■ **Texto fornecido**
++++++++++
Depois de atravessar o período mais agudo da pandemia em um certo limbo, eclipsado pelo valor e cobertura mais elevados do auxílio emergencial, no final de 2021 o PBF volta a ser objeto de atenção, agora já com vistas ao processo eleitoral que se aproximava. Na busca por imprimir uma marca social própria, o Governo Federal extinguiu o Programa, ignorando as críticas de que se trataria de uma mudança oportunista e autoritária, dado o êxito consensual do Bolsa Família e a falta de diálogo social e técnico da decisão. Em seu lugar, foi criado o Auxílio Brasil, cercado de incertezas quanto ao valor, à cobertura e ao desenho. O valor mínimo do benefício aumentou para R$400,00. No entanto, os recursos assegurados para o programa garantiam apenas um benefício médio de R$220,00, sendo o restante dependente de aportes temporários de natureza discricionária. O acompanhamento da frequência escolar das crianças, descontinuado desde 2019, foi abandonado no novo programa. O valor de fundo do programa - de garantia ao direito de segurança de renda e de acesso a outras políticas - foi substituído por uma confusa noção de mérito e premiações, que se desdobraria em nove diferentes modalidades de possíveis benefícios e bolsas. Os recursos para várias destas modalidades, como inclusão produtiva, porém, não foram disponibilizados. Tampouco pactuação, condições e incentivos para que estados e municípios implementassem e acompanhassem estes componentes. Assim, o resultado bastante previsível foi o de que nunca chegaram a ser implementados.
++++++++++
■ **Material fornecido**

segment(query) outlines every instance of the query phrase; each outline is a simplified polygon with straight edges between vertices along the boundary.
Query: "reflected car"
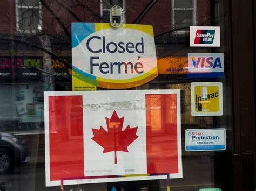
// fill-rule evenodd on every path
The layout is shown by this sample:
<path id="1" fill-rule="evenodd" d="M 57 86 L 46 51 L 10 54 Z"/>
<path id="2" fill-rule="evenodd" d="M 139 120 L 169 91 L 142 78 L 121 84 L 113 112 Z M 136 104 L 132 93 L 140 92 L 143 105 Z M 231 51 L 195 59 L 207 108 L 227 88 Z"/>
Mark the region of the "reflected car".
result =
++++++++++
■ **Partes do exercício**
1. Segundo o texto fornecido, para quanto aumentou o valor mínimo do benefício no Auxílio Brasil?
2. Enumere todos os aspectos em relação aos quais, conforme o texto fornecido, o Auxílio Brasil foi criado cercado de incertezas.

■ **Respostas em ordem**
1. R$400,00.

2. O valor, a cobertura e o desenho.